# New member needing Lighting help!!



## Sunny_16 (Dec 29, 2010)

Hi this is my first post on here but I have been lurking on here for a while! I must say that you have a fantastically well informed bunch of members on here! Your 'fluval edge' thread in the nano section has allowed me to upgrade my lighting in that tank, and now my plants are growing like weeds! 

My current problem is as follows

I have a 29 gallon 'Aquael' aquarium and I am still using the stock lighting that it came with. I have some (not many) plants in here already, but I would like to add more and I was wondering if anyone could help me identify the strength of the light fitting? I only really would like to go for relatively low light plants but I want to make sure that I am doing this correctly! 

The bulb has 'Aquael f24t5/d' written on it, but there is no more information than that! 
The Aquael website gives this general information about its aquarium lights:

*'Lumofor is a regular type of bulb with rays similar to daylight. It is the standard equipment of all AQUAEL aquarium sets.


Product features
Gross weight: 0.083 [kilogram] 
Quantity in wholesale packaging: 25.0 [one] 
Width of packaging: 2.8 [centimetre] 
Length of packaging: 46.2 [centimetre] 
Heigth of packaging: 28.0 [centimetre] 
Power: 15 W
Diameter: T8 (26 mm)

------------------------

Short exercise a: Restate the entire forum thread on aquarium lighting word for word.

------------------------

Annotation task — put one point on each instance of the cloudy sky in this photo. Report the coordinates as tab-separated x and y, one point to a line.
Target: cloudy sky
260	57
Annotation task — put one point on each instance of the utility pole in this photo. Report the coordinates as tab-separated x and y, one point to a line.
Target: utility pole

------------------------

Short exercise b: Quote the records exactly, starting with the line that contains "of the utility" and continuing through the last line of the records.

Exercise output a:
# New member needing Lighting help!!



## Sunny_16 (Dec 29, 2010)

Hi this is my first post on here but I have been lurking on here for a while! I must say that you have a fantastically well informed bunch of members on here! Your 'fluval edge' thread in the nano section has allowed me to upgrade my lighting in that tank, and now my plants are growing like weeds! 

My current problem is as follows

I have a 29 gallon 'Aquael' aquarium and I am still using the stock lighting that it came with. I have some (not many) plants in here already, but I would like to add more and I was wondering if anyone could help me identify the strength of the light fitting? I only really would like to go for relatively low light plants but I want to make sure that I am doing this correctly! 

The bulb has 'Aquael f24t5/d' written on it, but there is no more information than that! 
The Aquael website gives this general information about its aquarium lights:

*'Lumofor is a regular type of bulb with rays similar to daylight. It is the standard equipment of all AQUAEL aquarium sets.


Product features
Gross weight: 0.083 [kilogram] 
Quantity in wholesale packaging: 25.0 [one] 
Width of packaging: 2.8 [centimetre] 
Length of packaging: 46.2 [centimetre] 
Heigth of packaging: 28.0 [centimetre] 
Power: 15 W
Diameter: T8 (26 mm)

Exercise output b:
Annotation task — put one point on each instance of the utility pole in this photo. Report the coordinates as tab-separated x and y, one point to a line.
Target: utility pole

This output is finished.